→ **Extrait**
C’est le pays tampon avec le terrorisme au Sahel. S’il cède, le Sénégal
sera en première ligne. L’approche religieuse des « djihadistes » qui y
prennent un essor inquiétant est en totale contradiction avec la
pratique islamique majoritaire au Sénégal qui est de tendance
confrérique soufie.
Ces
« djihadistes » n’aiment ni les mausolées, ni les marabouts, encore
moins les Khalifes généraux. Certains rêvent de voir détruire des tombes
à Kaolack, à Touba et Tivaouane, comme cela s’était passé à Tombouctou.
Leur objectif final, après un « émirat islamique du Mali », c’est de
s’ouvrir vers l’Atlantique.
Pour
le Sénégal, la question se pose désormais en termes de sécurité
nationale directe. Certes, le renforcement des dispositions sécuritaires
à la frontière décidé par le président de la République est à saluer,
mais cela est insuffisant. Le Sénégal doit être plus actif et pro-actif
sur la scène malienne elle-même, en l’aidant de manière plus conséquente
à surmonter les équations politiques et sécuritaires.
Par
loyauté diplomatique, le Sénégal s’aligne derrière la CEDEAO, alors
qu’il a au Mali des intérêts spécifiques qui ne sont pas ceux du
Nigeria, du Ghana ou du Togo, par exemple.

→ **Consignes**
a – Pour chaque affirmation, dites si l'extrait sur la sécurité du Sénégal la confirme (oui ou non) et citez mot pour mot les termes qui le montrent. (i) La pratique islamique majoritaire au Sénégal est de tendance confrérique soufie. (ii) Le renforcement des dispositions sécuritaires à la frontière est jugé suffisant. (iii) C'est par loyauté diplomatique que le Sénégal s'aligne derrière la CEDEAO.
b – Prolongez l'extrait sur la sécurité du Sénégal en reprenant juste après sa dernière phrase.
Les données qui suivent n'ont aucun rapport avec l'extrait sur la sécurité du Sénégal.

→ **Données fournies**
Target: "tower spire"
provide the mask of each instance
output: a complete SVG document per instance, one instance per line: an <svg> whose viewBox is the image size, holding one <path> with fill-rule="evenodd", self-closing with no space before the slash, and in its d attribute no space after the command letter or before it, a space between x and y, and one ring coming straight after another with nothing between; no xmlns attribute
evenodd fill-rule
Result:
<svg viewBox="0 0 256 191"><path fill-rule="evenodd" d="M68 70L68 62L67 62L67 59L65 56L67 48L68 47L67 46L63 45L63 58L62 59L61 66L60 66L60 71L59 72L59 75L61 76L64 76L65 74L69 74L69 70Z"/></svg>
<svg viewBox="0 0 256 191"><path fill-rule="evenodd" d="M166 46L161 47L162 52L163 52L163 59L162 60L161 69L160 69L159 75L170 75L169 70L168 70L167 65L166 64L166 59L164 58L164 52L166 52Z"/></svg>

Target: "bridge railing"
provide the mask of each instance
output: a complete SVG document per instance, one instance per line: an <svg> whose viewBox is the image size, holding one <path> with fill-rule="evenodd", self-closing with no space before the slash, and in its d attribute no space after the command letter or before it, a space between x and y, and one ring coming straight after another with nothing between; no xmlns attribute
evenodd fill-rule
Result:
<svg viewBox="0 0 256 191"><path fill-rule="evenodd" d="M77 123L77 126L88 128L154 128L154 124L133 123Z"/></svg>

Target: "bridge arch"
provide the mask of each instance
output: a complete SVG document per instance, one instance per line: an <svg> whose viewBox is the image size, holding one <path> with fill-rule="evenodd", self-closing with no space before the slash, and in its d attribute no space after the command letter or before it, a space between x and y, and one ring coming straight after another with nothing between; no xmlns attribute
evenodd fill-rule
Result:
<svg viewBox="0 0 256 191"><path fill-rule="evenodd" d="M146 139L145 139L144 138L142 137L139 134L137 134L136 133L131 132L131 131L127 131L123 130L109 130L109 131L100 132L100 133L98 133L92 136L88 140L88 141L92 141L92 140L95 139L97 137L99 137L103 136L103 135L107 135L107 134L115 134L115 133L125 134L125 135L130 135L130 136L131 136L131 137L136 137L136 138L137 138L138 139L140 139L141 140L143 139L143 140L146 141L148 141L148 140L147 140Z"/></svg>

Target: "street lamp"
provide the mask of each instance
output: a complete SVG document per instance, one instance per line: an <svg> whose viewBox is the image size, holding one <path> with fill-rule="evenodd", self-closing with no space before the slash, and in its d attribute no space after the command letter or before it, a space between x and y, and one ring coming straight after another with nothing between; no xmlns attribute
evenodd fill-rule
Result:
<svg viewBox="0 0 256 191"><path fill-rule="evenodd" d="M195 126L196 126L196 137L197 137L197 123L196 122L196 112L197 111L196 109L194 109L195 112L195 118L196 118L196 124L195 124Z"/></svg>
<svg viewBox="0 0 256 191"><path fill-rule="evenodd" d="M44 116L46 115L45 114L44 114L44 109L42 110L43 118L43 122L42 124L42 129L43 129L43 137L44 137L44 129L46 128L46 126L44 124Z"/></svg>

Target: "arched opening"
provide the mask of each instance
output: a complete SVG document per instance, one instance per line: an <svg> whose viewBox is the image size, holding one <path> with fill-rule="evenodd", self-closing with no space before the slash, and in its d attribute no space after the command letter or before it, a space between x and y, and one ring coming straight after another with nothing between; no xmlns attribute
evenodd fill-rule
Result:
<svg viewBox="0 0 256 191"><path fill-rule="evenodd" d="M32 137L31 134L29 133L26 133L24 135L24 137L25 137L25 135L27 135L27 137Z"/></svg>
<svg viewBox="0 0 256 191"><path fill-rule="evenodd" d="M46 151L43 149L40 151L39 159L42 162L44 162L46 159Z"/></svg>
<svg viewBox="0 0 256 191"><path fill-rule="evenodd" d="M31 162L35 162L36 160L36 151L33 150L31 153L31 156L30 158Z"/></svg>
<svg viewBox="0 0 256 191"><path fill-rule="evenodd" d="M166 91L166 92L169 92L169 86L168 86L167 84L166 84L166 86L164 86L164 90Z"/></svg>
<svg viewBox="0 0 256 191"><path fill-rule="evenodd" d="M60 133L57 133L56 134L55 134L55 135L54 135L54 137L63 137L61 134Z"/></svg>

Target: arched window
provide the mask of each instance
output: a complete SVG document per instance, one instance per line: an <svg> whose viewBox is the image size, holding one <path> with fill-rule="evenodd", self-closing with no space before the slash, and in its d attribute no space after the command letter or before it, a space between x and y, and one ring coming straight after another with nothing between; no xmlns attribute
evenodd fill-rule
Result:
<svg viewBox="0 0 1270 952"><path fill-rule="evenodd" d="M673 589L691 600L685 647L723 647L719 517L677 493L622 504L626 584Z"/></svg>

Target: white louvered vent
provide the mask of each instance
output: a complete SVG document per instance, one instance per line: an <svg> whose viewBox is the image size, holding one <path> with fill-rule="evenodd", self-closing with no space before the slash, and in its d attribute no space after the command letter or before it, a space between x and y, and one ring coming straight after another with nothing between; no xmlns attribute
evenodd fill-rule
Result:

→ **Réponses par consigne**
a –
(i) Oui : « la pratique islamique majoritaire au Sénégal qui est de tendance confrérique soufie ».
(ii) Non : « mais cela est insuffisant ».
(iii) Oui : « Par loyauté diplomatique, le Sénégal s’aligne derrière la CEDEAO ».

b –
Toutes
les projections d’émergence vantées ici risquent d’être pulvérisées si
l’immense voisin malien devait s’effondrer. Qu’à Dieu ne plaise ! Le
président de la République du Sénégal doit créer un nouveau cadre dédié
au Sahel directement rattaché à lui avec un agenda créatif, basé sur des
compétences pointues. Ce nouveau cadre devra disposer d’un monitoring
permanent des évènements, des enchaînements significatifs qui dégagent
les tendances lourdes.
Tous
les scénarii doivent être envisagés. Qu’est-ce qui empêcherait donc le
chef de l’État du Sénégal à effectuer une visite de travail au Mali à la
rencontre de la nation malienne, ne serait-ce que pour la soutenir
moralement ? Ou d’inviter les acteurs maliens à Dakar comme le président
Wade l’avait fait avec la Mauritanie après le coup d’État.
Certes,
il y a la susceptibilité de la CEDEAO à gérer. Il faut juste faire en
sorte que les partenaires de l’espace communautaire acceptent des
initiatives positives complémentaires. Un nouvel agenda du Sénégal sur
le Sahel et le Mali peut impulser une perspective dynamique avec des
objectifs structurants :
–
aider à une réévaluation du schéma politico-diplomatique de sortie de
crise plus englobant que l’accord de paix et de réconciliation ;
– proposer une ingénierie politique plus adaptée afin d’aider à la stabilité institutionnelle ;
– engager une relecture audacieuse et substantielle de la doctrine de lutte anti-terroriste ;
– plaider pour un engagement plus volontariste du leadership africain dans la prise en charge des dossiers de crise ;
–
promouvoir l’autonomisation de la réflexion stratégique en dotant la
CEDEAO d’un véritable centre d’excellence axé sur les questions
sécuritaires et menaces fondamentales.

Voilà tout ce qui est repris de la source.